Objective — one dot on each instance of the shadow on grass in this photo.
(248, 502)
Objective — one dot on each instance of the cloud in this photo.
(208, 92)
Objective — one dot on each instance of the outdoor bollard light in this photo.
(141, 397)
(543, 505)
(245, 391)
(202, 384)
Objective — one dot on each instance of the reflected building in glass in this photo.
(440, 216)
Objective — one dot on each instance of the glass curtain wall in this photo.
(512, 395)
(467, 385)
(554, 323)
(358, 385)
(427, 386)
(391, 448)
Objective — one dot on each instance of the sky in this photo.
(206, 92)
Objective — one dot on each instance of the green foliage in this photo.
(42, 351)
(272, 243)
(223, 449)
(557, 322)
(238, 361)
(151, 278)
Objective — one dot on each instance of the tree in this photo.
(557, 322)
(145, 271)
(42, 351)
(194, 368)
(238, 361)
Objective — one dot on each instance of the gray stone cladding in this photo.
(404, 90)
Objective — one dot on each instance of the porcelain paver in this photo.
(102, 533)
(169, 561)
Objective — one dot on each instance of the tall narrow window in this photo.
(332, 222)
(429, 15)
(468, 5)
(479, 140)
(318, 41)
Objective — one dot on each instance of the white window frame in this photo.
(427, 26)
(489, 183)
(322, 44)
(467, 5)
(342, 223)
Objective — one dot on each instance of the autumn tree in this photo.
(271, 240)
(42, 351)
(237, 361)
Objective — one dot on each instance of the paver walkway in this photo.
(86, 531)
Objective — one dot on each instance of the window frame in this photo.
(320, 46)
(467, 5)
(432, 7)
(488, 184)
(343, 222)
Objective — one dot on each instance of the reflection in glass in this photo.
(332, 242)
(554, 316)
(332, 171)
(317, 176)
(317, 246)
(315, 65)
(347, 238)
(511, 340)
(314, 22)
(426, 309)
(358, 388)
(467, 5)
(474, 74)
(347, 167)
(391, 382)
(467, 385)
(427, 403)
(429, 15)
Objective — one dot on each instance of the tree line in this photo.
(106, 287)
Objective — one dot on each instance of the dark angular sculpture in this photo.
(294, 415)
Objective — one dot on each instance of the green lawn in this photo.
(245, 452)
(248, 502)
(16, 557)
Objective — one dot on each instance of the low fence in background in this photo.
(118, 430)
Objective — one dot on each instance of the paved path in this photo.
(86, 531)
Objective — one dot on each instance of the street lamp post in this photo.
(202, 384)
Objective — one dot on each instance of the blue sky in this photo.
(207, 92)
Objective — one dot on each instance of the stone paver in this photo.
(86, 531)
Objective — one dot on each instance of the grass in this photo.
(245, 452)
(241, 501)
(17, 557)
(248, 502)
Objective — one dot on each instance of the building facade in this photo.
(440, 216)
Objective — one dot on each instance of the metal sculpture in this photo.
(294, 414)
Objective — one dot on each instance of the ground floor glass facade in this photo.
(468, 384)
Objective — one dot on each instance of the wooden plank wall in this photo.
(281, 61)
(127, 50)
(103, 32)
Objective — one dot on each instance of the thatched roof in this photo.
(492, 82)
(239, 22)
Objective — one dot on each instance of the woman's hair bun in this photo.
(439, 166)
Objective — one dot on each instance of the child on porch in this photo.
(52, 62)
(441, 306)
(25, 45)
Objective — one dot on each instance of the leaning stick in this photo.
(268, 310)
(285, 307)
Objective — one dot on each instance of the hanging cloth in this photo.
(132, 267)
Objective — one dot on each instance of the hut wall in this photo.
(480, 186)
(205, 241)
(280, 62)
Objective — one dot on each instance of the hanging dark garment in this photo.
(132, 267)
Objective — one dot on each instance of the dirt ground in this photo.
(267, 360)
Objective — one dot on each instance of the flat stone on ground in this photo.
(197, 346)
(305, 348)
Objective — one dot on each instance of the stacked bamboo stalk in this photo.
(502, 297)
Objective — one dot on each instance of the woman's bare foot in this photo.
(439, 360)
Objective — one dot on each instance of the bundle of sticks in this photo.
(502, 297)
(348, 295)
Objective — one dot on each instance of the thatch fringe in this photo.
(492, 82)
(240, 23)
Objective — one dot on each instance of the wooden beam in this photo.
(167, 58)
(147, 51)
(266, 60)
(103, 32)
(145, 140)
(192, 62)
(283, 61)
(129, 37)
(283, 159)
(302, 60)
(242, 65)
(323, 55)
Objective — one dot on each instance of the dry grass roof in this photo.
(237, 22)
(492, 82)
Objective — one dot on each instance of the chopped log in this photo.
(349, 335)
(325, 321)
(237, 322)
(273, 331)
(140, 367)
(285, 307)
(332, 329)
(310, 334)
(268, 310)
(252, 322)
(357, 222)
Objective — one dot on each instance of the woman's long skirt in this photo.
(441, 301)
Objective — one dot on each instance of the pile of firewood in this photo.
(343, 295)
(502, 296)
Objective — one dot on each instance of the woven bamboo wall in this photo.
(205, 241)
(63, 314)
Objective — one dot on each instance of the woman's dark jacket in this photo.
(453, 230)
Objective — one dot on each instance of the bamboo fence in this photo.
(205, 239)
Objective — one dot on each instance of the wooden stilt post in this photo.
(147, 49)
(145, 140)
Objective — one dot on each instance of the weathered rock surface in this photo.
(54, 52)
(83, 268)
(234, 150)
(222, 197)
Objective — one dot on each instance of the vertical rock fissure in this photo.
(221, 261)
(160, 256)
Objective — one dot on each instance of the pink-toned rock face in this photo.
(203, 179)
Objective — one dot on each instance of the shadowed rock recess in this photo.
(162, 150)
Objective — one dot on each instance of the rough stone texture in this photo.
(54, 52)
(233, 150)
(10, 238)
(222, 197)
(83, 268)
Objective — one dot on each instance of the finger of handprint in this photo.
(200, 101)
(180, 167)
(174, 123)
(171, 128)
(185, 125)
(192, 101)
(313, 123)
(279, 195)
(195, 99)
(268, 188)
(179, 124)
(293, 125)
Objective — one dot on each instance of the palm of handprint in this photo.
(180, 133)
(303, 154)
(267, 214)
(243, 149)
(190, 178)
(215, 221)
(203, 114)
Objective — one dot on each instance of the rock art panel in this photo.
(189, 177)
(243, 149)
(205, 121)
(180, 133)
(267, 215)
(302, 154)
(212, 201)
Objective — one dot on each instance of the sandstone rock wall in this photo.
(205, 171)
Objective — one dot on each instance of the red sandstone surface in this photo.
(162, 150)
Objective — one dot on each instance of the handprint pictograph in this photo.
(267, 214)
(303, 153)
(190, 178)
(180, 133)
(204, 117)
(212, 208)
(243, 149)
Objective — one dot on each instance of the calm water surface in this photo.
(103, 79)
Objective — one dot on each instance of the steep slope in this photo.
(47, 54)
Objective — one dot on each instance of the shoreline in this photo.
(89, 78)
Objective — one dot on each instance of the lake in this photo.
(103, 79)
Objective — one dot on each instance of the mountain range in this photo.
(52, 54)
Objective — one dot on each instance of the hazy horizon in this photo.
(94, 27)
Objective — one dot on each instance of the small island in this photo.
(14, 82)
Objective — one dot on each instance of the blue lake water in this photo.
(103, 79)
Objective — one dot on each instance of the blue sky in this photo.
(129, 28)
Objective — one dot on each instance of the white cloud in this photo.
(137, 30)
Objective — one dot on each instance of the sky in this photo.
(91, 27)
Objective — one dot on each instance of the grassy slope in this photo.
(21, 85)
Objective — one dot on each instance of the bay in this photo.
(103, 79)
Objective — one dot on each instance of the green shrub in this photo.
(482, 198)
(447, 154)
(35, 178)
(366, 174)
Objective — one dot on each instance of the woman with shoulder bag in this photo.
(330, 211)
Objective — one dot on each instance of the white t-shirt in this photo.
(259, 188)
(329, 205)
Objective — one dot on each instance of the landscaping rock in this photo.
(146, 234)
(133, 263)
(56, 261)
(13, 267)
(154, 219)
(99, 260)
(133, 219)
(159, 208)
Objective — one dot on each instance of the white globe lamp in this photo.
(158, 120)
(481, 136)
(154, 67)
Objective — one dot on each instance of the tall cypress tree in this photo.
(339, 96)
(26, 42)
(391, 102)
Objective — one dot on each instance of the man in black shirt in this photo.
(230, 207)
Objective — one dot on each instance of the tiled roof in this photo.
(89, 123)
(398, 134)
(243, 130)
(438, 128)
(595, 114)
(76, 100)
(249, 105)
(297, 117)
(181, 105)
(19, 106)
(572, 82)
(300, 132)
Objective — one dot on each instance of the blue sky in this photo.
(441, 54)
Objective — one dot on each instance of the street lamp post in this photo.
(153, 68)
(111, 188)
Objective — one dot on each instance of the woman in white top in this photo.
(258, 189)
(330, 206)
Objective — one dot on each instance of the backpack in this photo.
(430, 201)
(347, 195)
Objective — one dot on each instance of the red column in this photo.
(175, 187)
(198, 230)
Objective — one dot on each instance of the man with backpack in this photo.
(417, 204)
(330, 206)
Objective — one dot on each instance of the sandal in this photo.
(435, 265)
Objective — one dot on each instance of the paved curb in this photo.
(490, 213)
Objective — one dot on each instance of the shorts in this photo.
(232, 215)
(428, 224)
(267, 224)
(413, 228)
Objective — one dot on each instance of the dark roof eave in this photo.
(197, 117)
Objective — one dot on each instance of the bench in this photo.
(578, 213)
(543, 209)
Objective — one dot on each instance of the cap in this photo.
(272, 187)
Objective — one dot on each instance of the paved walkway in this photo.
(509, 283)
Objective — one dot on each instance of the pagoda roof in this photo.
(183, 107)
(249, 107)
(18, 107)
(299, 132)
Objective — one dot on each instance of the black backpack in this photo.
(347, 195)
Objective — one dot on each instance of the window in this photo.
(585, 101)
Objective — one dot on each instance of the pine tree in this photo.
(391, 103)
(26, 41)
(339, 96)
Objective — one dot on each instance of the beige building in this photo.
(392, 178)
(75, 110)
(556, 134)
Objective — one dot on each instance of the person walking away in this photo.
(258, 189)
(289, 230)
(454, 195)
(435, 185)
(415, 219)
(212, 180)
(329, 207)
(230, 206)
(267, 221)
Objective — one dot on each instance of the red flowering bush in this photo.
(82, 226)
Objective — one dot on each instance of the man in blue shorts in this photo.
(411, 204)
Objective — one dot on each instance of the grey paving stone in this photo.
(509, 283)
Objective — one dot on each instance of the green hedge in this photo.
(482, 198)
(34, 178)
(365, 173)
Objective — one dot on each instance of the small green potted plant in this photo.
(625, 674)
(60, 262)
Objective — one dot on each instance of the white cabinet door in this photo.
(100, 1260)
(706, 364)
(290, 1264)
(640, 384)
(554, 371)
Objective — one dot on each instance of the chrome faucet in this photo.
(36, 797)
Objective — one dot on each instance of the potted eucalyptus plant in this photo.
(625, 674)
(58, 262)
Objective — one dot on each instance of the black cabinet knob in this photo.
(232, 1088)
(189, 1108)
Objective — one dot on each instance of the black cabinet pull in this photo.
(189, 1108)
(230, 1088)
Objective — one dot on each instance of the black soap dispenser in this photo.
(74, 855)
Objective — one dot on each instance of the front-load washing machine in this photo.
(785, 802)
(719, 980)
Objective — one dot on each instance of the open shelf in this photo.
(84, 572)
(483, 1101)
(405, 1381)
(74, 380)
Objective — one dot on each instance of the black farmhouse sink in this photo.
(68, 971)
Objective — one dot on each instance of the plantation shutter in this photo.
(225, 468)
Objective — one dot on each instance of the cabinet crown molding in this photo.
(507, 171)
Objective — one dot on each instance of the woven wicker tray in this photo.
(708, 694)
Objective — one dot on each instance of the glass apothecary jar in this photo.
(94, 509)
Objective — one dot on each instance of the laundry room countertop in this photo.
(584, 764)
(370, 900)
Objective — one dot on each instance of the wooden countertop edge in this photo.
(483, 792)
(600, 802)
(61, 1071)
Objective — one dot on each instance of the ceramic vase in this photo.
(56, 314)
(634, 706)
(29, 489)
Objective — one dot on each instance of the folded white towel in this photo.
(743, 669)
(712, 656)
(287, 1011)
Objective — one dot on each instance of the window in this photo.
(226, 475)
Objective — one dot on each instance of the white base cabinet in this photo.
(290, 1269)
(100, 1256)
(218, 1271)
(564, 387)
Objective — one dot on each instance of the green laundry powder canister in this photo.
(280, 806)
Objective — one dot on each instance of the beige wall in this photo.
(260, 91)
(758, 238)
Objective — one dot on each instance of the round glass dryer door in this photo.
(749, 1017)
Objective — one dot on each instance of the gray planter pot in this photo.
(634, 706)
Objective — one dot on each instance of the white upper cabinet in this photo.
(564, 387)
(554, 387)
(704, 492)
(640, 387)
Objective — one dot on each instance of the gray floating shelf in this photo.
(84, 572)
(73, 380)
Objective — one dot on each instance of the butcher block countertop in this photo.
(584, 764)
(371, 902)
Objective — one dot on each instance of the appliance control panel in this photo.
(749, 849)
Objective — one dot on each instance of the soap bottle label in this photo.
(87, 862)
★ ★ ★
§ Short problem:
Write out again, exactly, the lines from the one holding "Objective — one dot on each instance of the beige wall" through the end of the listing, with both ends included.

§ Task result:
Objective — one dot on each instance of the beige wall in this photo.
(260, 91)
(758, 238)
Objective — one dot on each instance of the round glass dryer door in this photo.
(749, 1017)
Objective — one dot on each instance of the gray planter pot in this photo.
(634, 706)
Objective — one dot on each instance of the white upper cabinet in this photo.
(564, 387)
(554, 387)
(704, 492)
(640, 387)
Objective — one dot on each instance of the gray floating shelf in this photo.
(84, 572)
(73, 380)
Objective — one dot on each instance of the butcher block countertop in this photo.
(584, 764)
(371, 902)
Objective — one dot on each instance of the appliance control panel in this photo.
(749, 849)
Objective — one dot on each instance of the soap bottle label in this photo.
(87, 862)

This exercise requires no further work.